Document:
━━━━━━━━

# rank of quadrics

Consider the quadric $xw-yz$ in $\mathbf{P}^3$ (all over $\mathbf{C}$), and the Klein quadric $x_0 x_5+x_1 x_4+x_2 x_3$ in $\mathbf{P}^5$. I want to determine the rank of these quadrics. For the first I see that this quadric can be written as $s^T A s$ with $s=(x,y,z,w)$ and $A$ having entries $a_{14}=-a_{23}=-a_{32}=a_{41}=1/2$ and all other zero. From this I can conclude, since $\mathrm{rank} \ A=4$, that the first quadric has rank $4$ and similarily that the second one has rank $6$. So is this correct, both the result and the approach? Talking from experience, what would you say is the shortest way to determine the rank of a quadric? (I should note that I am mostly interested in a computational, i.e. linear algebra approach.)

• What exactly is the "rank of quadric"? The rank of the defining (symmetric) matrix? – Peter Franek Jun 28 '14 at 17:57
• @Peter: yes ${}$ – Georges Elencwajg Jun 28 '14 at 18:25

a) The rank of any smooth quadric in $$\mathbb P^n(\mathbb C)$$ is $$n+1$$.
b) If the quadric $$Q$$ is not smooth, an elementary algorithm due to Gauss (who else?) linearly transforms its equation to $$x_0^2+\ldots +x_r^2=0\quad (r\lt n)$$ and its rank is then $$r+1$$.

━━━━━━━━

Rows from a collection:
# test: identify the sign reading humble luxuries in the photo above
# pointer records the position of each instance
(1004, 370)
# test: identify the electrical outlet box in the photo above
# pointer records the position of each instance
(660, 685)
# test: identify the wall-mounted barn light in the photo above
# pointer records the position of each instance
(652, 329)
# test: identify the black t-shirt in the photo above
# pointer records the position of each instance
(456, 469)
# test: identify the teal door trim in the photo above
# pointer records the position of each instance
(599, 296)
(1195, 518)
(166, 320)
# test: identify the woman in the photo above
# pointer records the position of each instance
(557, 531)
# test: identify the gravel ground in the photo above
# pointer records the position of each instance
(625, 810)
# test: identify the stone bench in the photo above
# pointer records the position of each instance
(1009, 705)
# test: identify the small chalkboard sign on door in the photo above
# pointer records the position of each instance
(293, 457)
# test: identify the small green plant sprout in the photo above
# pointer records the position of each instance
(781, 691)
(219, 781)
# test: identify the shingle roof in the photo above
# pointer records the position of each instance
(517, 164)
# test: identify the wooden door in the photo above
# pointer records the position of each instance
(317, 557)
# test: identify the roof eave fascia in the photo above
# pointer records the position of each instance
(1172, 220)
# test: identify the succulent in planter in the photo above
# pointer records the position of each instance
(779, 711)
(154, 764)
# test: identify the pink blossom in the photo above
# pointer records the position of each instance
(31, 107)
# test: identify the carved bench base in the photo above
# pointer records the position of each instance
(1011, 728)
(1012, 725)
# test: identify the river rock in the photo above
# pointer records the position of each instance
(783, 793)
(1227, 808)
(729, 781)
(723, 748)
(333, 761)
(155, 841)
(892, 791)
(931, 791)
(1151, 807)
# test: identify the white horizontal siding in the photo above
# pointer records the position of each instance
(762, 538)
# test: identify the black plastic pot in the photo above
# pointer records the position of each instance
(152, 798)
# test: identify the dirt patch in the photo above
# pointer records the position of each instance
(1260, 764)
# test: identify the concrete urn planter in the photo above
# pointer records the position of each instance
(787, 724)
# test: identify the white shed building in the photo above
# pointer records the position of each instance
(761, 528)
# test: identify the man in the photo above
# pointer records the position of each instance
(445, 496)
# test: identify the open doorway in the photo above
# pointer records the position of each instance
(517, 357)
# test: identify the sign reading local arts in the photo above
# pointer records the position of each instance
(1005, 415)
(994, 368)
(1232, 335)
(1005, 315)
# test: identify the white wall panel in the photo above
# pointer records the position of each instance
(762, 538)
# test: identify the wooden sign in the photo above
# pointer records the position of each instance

━━━━━━━━

Set of tasks:
1) Retype the entire text on the rank of quadrics.
2) Change "pointer" to "marker" in the rows from the line with "# test: identify the shingle" to the line with "(1005, 315)", both lines included, and give only those lines with nothing else altered.
The text and the rows are unrelated to each other.

Complete answers:
1)
# rank of quadrics

Consider the quadric $xw-yz$ in $\mathbf{P}^3$ (all over $\mathbf{C}$), and the Klein quadric $x_0 x_5+x_1 x_4+x_2 x_3$ in $\mathbf{P}^5$. I want to determine the rank of these quadrics. For the first I see that this quadric can be written as $s^T A s$ with $s=(x,y,z,w)$ and $A$ having entries $a_{14}=-a_{23}=-a_{32}=a_{41}=1/2$ and all other zero. From this I can conclude, since $\mathrm{rank} \ A=4$, that the first quadric has rank $4$ and similarily that the second one has rank $6$. So is this correct, both the result and the approach? Talking from experience, what would you say is the shortest way to determine the rank of a quadric? (I should note that I am mostly interested in a computational, i.e. linear algebra approach.)

• What exactly is the "rank of quadric"? The rank of the defining (symmetric) matrix? – Peter Franek Jun 28 '14 at 17:57
• @Peter: yes ${}$ – Georges Elencwajg Jun 28 '14 at 18:25

a) The rank of any smooth quadric in $$\mathbb P^n(\mathbb C)$$ is $$n+1$$.
b) If the quadric $$Q$$ is not smooth, an elementary algorithm due to Gauss (who else?) linearly transforms its equation to $$x_0^2+\ldots +x_r^2=0\quad (r\lt n)$$ and its rank is then $$r+1$$.

2)
# test: identify the shingle roof in the photo above
# marker records the position of each instance
(517, 164)
# test: identify the wooden door in the photo above
# marker records the position of each instance
(317, 557)
# test: identify the roof eave fascia in the photo above
# marker records the position of each instance
(1172, 220)
# test: identify the succulent in planter in the photo above
# marker records the position of each instance
(779, 711)
(154, 764)
# test: identify the pink blossom in the photo above
# marker records the position of each instance
(31, 107)
# test: identify the carved bench base in the photo above
# marker records the position of each instance
(1011, 728)
(1012, 725)
# test: identify the river rock in the photo above
# marker records the position of each instance
(783, 793)
(1227, 808)
(729, 781)
(723, 748)
(333, 761)
(155, 841)
(892, 791)
(931, 791)
(1151, 807)
# test: identify the white horizontal siding in the photo above
# marker records the position of each instance
(762, 538)
# test: identify the black plastic pot in the photo above
# marker records the position of each instance
(152, 798)
# test: identify the dirt patch in the photo above
# marker records the position of each instance
(1260, 764)
# test: identify the concrete urn planter in the photo above
# marker records the position of each instance
(787, 724)
# test: identify the white shed building in the photo above
# marker records the position of each instance
(761, 528)
# test: identify the man in the photo above
# marker records the position of each instance
(445, 496)
# test: identify the open doorway in the photo above
# marker records the position of each instance
(517, 357)
# test: identify the sign reading local arts in the photo above
# marker records the position of each instance
(1005, 415)
(994, 368)
(1232, 335)
(1005, 315)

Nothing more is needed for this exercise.